Work item
Below is a set of entries. Reproduce exactly the lines from the one containing "[(77, 397)]" through the end, both included.

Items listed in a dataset
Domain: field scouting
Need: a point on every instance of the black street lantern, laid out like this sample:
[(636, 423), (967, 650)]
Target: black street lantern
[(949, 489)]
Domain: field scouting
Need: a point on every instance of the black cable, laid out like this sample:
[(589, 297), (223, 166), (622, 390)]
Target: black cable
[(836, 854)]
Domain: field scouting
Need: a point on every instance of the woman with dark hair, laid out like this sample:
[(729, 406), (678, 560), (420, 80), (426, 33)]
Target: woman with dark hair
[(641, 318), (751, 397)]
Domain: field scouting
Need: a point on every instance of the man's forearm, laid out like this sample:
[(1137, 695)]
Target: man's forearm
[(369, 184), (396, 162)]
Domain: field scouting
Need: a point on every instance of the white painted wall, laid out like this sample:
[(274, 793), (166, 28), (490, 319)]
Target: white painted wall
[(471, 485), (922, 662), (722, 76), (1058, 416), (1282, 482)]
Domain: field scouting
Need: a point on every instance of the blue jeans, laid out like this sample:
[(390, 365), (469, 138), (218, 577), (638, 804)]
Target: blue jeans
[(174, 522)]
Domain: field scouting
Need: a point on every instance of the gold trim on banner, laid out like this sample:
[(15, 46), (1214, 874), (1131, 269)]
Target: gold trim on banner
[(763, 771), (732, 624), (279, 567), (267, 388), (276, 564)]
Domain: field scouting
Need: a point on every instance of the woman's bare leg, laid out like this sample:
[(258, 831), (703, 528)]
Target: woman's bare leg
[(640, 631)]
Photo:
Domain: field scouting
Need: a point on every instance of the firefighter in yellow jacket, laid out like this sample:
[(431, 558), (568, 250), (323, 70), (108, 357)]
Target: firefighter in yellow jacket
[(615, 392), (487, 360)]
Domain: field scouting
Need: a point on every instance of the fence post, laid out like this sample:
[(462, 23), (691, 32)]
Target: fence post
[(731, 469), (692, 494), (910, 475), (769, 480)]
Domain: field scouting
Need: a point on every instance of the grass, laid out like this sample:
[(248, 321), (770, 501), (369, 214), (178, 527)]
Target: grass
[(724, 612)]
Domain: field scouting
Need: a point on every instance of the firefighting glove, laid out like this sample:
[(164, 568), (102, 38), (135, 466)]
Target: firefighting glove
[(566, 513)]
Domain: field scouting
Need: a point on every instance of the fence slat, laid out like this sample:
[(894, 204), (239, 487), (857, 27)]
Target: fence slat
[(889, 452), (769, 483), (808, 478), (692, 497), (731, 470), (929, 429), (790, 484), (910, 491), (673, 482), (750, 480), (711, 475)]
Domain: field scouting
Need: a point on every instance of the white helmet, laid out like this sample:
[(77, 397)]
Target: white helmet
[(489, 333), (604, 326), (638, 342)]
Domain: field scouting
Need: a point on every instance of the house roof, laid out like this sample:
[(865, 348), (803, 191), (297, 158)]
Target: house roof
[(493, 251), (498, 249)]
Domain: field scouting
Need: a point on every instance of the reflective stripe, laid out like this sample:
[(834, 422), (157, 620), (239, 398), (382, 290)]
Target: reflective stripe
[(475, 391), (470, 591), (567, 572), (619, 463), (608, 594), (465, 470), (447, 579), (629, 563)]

Solution
[(77, 397)]
Target: white helmet
[(489, 333), (604, 326), (638, 342)]
Domain: field scouting
Need: a point on every instance of the house roof, laid out like this sample:
[(865, 348), (803, 191), (297, 158)]
Target: house roof
[(493, 251), (498, 249)]
Domain: field scouting
Need: a point on every instance of the reflective stripe, laid out like this sample:
[(834, 422), (157, 620), (239, 398), (382, 290)]
Target: reflective stripe
[(475, 391), (470, 591), (567, 572), (619, 463), (608, 594), (465, 470), (447, 579), (629, 563)]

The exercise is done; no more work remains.